Task directions
Answer these questions about the Lecture 18 notes on kernel functions:
(a) What do linear predictors use as the basic brick to build a prediction?
(b) In the feature expansion example, what values are given for d and N?
(c) What is named as the problem of this feature expansion?

Master-DataScience-Notes/1year/3trimester/Machine Learning, Statistical Learning, Deep Learning and Artificial Intelligence/Machine Learning/lectures/lecture18.tex

\documentclass[../main.tex]{subfiles}
\begin{document}

\chapter{Lecture 18 - 12-05-2020}

\section{Kernel functions}

We use a notion of \red{feature expansion}. They are different but somehow they reach something similar. In fact Linear classifier have high bias.
\\
Linear predictor use hyper plane as basic brick to build prediction.

\subsection{Feature expansion}
Given $\phi : \barra{R}^d \longrightarrow V \qquad V$ is typically $\barra{R}^N$ \quad $N >> d$
\\\\
For example:\\
$d = 2 \quad N = 6 \quad \phi = \barra{R}^2 \longrightarrow \barra{R}^6 \quad$ $$\phi(x_1,x_2) = (1,x_1^2,x_2^2,x_1,x_2,x_1 x_2)$$
We have a homogenous hyper plane.
\\
$w \in \barra{R}^6 \ \{ z \in \barra{R}^6 : w^T z = 0 \} \qquad z = \phi(x) \qquad x \in \barra{R}^2$
\\
$$
\forall x \in \barra{R}^2 \qquad w^t \phi(x) = w_1+w_2 x_1^2 + w_3 x_2^2 + w_4 x_1 + w_5 x^2 + w_6 x_1 x_2 = 0
$$\
$$
w^T \phi(x) = 0
$$\\
\begin{figure}[h]
    \centering
    \includegraphics[width=0.6\linewidth]{../img/lez18-img1.JPG}
    \caption{}
    %\label{fig:}
\end{figure}\\
$$
\phi : \barra{R}^d \longrightarrow \barra{R}^N \qquad \Pi_{s=1}^{M} x_{Vs} \quad v \in \{1,...d\}^k \quad k = 0, ..., n
$$
$$
h(x) = sgn (w^T \phi(x)) \qquad w^T \phi(x) = \sum_{i= 1}^{N} w_i \phi(x)_i
$$
The problem of this feature expansion is the degree of the monomials!

Pointing and labeling entries
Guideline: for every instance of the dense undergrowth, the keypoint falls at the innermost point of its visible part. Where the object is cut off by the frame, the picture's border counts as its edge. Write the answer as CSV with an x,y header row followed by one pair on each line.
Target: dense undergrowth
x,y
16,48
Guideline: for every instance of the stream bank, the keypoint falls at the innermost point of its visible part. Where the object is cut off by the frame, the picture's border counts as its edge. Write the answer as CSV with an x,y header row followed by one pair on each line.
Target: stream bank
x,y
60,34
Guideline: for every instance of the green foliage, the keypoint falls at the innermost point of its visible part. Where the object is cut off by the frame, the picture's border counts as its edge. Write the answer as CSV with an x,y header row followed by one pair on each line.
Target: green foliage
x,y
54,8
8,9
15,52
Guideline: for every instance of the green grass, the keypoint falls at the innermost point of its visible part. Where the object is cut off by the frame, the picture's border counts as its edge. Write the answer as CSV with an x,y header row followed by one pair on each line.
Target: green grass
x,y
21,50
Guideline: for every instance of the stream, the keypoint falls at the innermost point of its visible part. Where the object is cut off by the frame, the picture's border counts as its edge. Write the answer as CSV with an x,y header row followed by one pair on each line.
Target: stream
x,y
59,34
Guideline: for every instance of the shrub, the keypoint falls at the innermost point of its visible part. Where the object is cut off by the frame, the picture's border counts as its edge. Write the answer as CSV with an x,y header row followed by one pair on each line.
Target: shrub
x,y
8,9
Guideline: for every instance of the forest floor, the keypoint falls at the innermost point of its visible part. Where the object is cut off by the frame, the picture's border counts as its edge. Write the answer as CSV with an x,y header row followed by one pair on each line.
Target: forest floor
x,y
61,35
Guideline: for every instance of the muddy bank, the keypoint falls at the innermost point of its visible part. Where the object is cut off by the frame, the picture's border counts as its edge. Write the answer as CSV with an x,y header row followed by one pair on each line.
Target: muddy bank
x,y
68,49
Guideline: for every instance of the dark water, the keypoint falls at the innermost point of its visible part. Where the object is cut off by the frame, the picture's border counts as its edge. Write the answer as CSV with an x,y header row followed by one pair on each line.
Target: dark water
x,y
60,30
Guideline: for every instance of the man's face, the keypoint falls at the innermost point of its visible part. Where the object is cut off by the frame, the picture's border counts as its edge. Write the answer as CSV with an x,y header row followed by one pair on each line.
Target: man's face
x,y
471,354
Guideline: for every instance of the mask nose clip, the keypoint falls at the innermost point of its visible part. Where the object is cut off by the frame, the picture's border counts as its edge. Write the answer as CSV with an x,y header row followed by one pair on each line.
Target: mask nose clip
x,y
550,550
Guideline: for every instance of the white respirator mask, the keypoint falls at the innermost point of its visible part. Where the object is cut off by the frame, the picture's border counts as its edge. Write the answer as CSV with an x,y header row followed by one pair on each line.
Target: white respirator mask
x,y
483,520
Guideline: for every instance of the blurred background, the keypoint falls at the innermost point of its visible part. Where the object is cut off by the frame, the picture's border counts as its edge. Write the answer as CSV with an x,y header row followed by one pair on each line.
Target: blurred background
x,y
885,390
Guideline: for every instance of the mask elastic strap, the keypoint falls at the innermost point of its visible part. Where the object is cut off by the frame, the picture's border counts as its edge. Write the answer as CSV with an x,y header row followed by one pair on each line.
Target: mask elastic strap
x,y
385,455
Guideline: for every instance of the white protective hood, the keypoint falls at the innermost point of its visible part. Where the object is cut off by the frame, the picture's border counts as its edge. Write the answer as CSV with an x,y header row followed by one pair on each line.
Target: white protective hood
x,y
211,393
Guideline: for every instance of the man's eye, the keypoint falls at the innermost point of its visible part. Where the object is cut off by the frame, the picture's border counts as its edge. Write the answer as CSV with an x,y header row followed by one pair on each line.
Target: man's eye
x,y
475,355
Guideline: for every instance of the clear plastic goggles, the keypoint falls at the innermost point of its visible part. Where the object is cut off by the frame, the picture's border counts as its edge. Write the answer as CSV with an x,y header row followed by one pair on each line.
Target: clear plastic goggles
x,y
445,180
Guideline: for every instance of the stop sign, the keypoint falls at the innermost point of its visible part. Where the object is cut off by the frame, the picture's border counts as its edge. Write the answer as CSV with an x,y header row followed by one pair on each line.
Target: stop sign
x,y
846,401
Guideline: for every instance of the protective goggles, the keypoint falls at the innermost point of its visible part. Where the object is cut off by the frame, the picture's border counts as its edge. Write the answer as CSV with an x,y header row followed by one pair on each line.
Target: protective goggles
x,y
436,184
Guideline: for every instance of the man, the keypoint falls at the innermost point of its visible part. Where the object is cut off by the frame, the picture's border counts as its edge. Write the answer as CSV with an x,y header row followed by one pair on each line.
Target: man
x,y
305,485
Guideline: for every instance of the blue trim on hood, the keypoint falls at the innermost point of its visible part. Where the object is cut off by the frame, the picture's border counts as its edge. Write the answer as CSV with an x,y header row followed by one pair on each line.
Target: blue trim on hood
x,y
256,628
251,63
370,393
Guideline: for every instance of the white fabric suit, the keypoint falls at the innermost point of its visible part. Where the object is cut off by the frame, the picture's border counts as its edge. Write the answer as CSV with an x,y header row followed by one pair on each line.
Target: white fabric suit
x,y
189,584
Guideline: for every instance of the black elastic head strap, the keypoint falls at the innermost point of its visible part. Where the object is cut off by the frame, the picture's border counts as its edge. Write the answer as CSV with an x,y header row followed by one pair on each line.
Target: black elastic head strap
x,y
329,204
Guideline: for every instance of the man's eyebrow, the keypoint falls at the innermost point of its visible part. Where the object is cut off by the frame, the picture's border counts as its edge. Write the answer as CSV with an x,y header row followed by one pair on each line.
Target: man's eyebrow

Solution to the exercise
(a) A hyperplane.
(b) d = 2 and N = 6.
(c) The degree of the monomials.